Job item = Gather every line of the entries below that contains the word "positive".

Exercise input =
*****

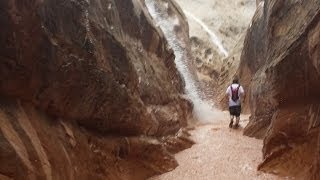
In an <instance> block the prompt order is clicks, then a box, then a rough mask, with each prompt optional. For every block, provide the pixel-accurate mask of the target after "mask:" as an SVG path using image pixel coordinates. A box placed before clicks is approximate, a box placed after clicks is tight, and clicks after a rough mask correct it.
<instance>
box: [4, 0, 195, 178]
mask: <svg viewBox="0 0 320 180" xmlns="http://www.w3.org/2000/svg"><path fill="white" fill-rule="evenodd" d="M170 6H175V4H174V3H170ZM173 9H176V8H173ZM0 12H1V17H0V26H1V27H3V28H1V33H0V45H1V49H0V79H1V80H0V93H1V96H2V97H1V100H0V104H1V107H0V112H1V118H0V122H1V131H0V143H1V144H2V145H1V148H0V152H1V153H0V154H1V156H0V159H1V162H3V163H1V165H0V177H2V176H4V177H10V178H15V179H24V178H25V177H28V178H29V179H34V178H43V177H46V178H47V179H106V178H107V179H123V178H124V179H128V178H129V179H131V178H132V179H141V178H145V177H148V176H150V175H152V174H155V173H160V172H165V171H168V170H170V169H172V168H174V167H175V166H176V165H177V163H176V161H175V160H174V158H173V157H172V156H171V155H170V153H169V152H168V151H167V150H166V146H167V147H169V150H171V151H172V152H176V151H177V148H175V144H178V146H179V147H178V149H179V150H181V149H183V148H185V147H188V146H190V145H191V144H192V142H191V141H190V142H189V141H188V140H187V139H186V138H182V140H181V139H179V137H182V136H186V135H185V134H184V133H183V131H179V130H180V128H181V127H184V126H186V124H187V120H188V119H189V118H191V114H190V112H192V107H191V104H190V103H189V102H188V101H187V100H185V99H184V98H182V97H181V95H180V94H181V93H183V87H184V83H183V81H182V80H181V78H180V76H179V74H178V72H177V70H176V67H175V65H174V61H173V60H174V54H173V52H172V50H170V49H169V48H168V47H167V42H166V40H165V39H164V36H163V34H162V32H161V31H160V30H159V29H158V28H156V27H154V26H153V25H152V24H153V23H152V20H151V18H150V15H149V14H148V12H147V10H146V8H145V5H144V3H143V1H139V0H132V1H114V0H108V1H102V0H78V1H73V0H70V1H64V0H50V1H49V0H43V1H41V0H31V1H30V0H19V1H18V0H4V1H1V2H0ZM172 13H176V14H177V16H179V17H180V18H181V19H182V20H184V17H183V16H182V15H181V14H180V13H178V12H177V11H173V12H172ZM186 33H187V32H186ZM25 123H27V124H25ZM81 127H82V128H81ZM178 131H179V132H178ZM176 133H177V135H178V136H176V137H178V138H174V136H171V135H175V134H176ZM141 135H142V136H144V135H147V136H146V137H145V138H139V137H140V136H141ZM149 135H150V136H152V137H153V138H151V137H150V138H148V136H149ZM109 136H112V137H113V138H112V137H109ZM116 136H117V137H116ZM126 136H130V137H128V138H125V137H126ZM138 136H139V137H138ZM118 137H119V138H118ZM120 137H122V138H120ZM155 137H159V138H155ZM160 137H161V138H160ZM158 139H159V140H160V141H159V140H158ZM174 139H178V140H177V141H174ZM169 141H170V143H166V142H169ZM63 154H64V155H63ZM2 155H4V156H2ZM61 156H63V157H61ZM60 157H61V158H60ZM140 159H141V160H140ZM144 159H145V160H144ZM39 168H40V170H39V172H38V169H39ZM40 171H41V172H40ZM138 172H139V173H138Z"/></svg>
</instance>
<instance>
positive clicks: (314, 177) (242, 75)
mask: <svg viewBox="0 0 320 180" xmlns="http://www.w3.org/2000/svg"><path fill="white" fill-rule="evenodd" d="M319 44H320V1H318V0H309V1H282V0H265V1H261V2H259V6H258V8H257V11H256V13H255V16H254V18H253V21H252V25H251V26H250V28H249V30H248V33H247V36H246V39H245V43H244V50H243V52H242V56H241V62H240V69H239V74H240V77H241V82H242V83H243V85H244V86H245V87H247V89H248V90H249V91H248V98H249V99H250V103H249V104H250V109H251V114H252V116H251V118H250V122H249V124H248V126H247V127H246V128H245V131H244V134H245V135H248V136H254V137H258V138H264V147H263V155H264V158H265V161H264V162H263V163H262V164H261V166H260V167H259V169H261V170H265V171H268V172H273V173H277V174H280V175H284V176H295V177H298V178H304V179H306V178H311V177H312V178H313V179H319V178H320V177H319V170H320V167H319V156H320V154H319V148H320V144H319V133H320V128H319V127H320V114H319V109H320V106H319V100H320V91H319V88H320V71H319V69H320V66H319V65H320V60H319V57H320V56H319V55H320V46H319Z"/></svg>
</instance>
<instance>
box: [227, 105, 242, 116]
mask: <svg viewBox="0 0 320 180" xmlns="http://www.w3.org/2000/svg"><path fill="white" fill-rule="evenodd" d="M229 112H230V115H231V116H236V117H239V116H240V114H241V106H231V107H229Z"/></svg>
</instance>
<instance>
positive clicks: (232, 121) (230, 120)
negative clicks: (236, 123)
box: [229, 115, 234, 128]
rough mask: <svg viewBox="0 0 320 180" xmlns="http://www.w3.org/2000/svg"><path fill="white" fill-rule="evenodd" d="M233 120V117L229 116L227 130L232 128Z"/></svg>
mask: <svg viewBox="0 0 320 180" xmlns="http://www.w3.org/2000/svg"><path fill="white" fill-rule="evenodd" d="M233 118H234V116H233V115H230V123H229V128H232V126H233Z"/></svg>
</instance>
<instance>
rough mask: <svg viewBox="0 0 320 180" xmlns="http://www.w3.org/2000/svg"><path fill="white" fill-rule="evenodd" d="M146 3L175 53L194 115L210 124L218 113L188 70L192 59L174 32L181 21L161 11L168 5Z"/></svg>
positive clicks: (147, 1)
mask: <svg viewBox="0 0 320 180" xmlns="http://www.w3.org/2000/svg"><path fill="white" fill-rule="evenodd" d="M145 3H146V6H147V8H148V11H149V13H150V15H151V16H152V17H153V19H154V21H155V23H156V26H159V27H160V29H161V30H162V31H163V33H164V35H165V38H166V39H167V41H168V44H169V46H170V47H171V48H172V50H173V51H174V54H175V64H176V67H177V69H178V71H179V73H180V75H181V76H182V78H183V79H184V81H185V84H186V86H185V90H186V94H187V96H188V98H189V99H190V100H191V102H192V103H193V105H194V109H193V113H194V115H195V117H196V118H197V119H199V120H201V121H206V122H209V121H210V120H212V119H213V116H214V115H215V112H216V111H215V110H214V109H213V108H212V106H213V105H210V104H209V103H208V102H207V101H204V100H202V99H201V97H200V95H199V92H198V88H197V86H196V83H195V80H194V78H193V76H192V74H191V72H190V69H189V68H188V65H187V64H188V61H189V60H190V59H189V58H188V56H187V52H186V51H185V49H184V47H185V44H184V42H183V41H181V40H180V39H179V38H178V37H177V34H176V33H175V31H174V27H175V26H179V23H180V22H179V19H178V18H177V17H170V16H169V15H168V12H167V11H165V12H162V11H161V9H160V8H163V7H164V8H168V6H167V4H166V5H164V6H162V7H161V6H159V4H157V3H161V2H159V1H157V2H156V1H155V0H145ZM166 10H167V9H166Z"/></svg>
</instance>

*****

Answer to the problem =
positive clicks: (314, 177) (242, 75)
positive clicks: (232, 121) (230, 120)
positive clicks: (147, 1)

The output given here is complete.